WRITTEN TASK 1: Extract each line of the rows that contains the string "white". Case counts.

TEXT SHOWN:
+ + + + + + +

The sixth of seven children, Elizabeth McComb grew up in Cleveland in an African-American family that originally came from Mississippi. Her father, a factory worker, died when she was very young. Her mother was a preacher and the pastor of a Pentecostal church. Three of her sisters formed a vocal group called The Daughters of Zion that performed in local churches. Years later, they would sometimes accompany McComb during her concerts. McComb started singing at the early age of three.

McComb began with violin but decided to switch to the piano. While still young, she joined the Karamu House Theater school and then the cultural center's theater company.

McComb went to New York and started auditioning for shows and musicals. With the support of her cousin, Annie Moss, she toured in Europe as part of the itinerant "Roots of Rock'n’Roll" show. She regularly performed in Europe, traveling back to the United States several times a year.

==Discography==
- Acoustic Woman, 1992, (Back to Blues/GVE) distribution EMI
- Rock my Soul, 1993, (Back to Blues/GVE) distribution EMI
- Live, 1994, (Back to Blues/GVE/licence Sony) distribution EMI
- Trilogy Coffret 3 CDs, (Back to Blues/GVE) épuisé
- Time is Now, 1996, (Back to Blues/GVE) distribution EMI
- Live à l'Olympia, 1998, (Back to Blues/GVE) distribution EMI
- Le Meilleur de Liz McComb, 1998, (Back to Blues/GVE/licence TF1 musique)

+ + + + + + +

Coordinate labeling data
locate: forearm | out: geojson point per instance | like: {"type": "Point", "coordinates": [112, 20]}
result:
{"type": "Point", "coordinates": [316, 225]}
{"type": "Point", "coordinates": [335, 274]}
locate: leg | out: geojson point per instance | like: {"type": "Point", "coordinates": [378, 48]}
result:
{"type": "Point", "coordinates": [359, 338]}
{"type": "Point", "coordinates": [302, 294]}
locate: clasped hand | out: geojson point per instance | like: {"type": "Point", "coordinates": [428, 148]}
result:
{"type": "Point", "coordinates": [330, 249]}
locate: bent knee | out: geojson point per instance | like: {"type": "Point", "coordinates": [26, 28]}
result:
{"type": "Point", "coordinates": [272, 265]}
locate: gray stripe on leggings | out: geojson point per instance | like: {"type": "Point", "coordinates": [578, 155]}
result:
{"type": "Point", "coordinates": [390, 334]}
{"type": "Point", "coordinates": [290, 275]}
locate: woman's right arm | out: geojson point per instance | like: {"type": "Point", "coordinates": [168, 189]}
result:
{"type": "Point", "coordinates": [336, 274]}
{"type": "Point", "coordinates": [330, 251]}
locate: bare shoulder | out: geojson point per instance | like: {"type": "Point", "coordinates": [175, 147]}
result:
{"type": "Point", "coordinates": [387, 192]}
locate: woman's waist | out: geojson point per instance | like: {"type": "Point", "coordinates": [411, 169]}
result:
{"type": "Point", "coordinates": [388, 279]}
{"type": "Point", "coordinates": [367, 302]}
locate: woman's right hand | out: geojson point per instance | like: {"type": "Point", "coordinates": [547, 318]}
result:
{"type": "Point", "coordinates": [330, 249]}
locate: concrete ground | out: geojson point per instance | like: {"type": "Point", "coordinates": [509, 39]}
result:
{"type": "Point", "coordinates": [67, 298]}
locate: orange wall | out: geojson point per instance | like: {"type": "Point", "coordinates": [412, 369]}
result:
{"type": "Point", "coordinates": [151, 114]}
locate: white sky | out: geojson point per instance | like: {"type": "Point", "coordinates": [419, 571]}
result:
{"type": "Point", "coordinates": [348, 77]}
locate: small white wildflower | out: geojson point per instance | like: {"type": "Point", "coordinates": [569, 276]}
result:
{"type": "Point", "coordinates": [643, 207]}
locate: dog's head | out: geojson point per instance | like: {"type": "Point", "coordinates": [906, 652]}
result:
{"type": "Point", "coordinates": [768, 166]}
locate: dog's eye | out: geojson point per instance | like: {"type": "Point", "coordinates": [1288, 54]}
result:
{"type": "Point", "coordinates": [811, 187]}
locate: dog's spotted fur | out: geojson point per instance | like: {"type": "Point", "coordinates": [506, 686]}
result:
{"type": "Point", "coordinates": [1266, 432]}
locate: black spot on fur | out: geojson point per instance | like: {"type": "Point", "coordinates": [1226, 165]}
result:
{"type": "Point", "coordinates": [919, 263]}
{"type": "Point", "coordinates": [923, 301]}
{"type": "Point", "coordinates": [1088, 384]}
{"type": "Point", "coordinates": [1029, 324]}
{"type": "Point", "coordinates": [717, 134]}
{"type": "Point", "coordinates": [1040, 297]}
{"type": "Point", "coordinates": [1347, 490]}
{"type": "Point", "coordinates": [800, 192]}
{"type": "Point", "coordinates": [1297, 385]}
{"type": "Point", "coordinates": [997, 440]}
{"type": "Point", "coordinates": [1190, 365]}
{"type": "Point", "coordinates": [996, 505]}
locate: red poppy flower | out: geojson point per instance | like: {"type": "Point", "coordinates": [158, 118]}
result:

+ + + + + + +

WRITTEN TASK 2:
Answer these questions about the text on Elizabeth McComb, using only what it states:
(a) What work did McComb's father do?
(b) Which instrument did McComb start with before switching to the piano?
(c) Which cousin supported her touring in Europe?

FINAL ANSWER 1:
locate: white sky | out: geojson point per instance | like: {"type": "Point", "coordinates": [419, 571]}
locate: small white wildflower | out: geojson point per instance | like: {"type": "Point", "coordinates": [569, 276]}

FINAL ANSWER 2:
(a) He was a factory worker.
(b) The violin.
(c) Annie Moss.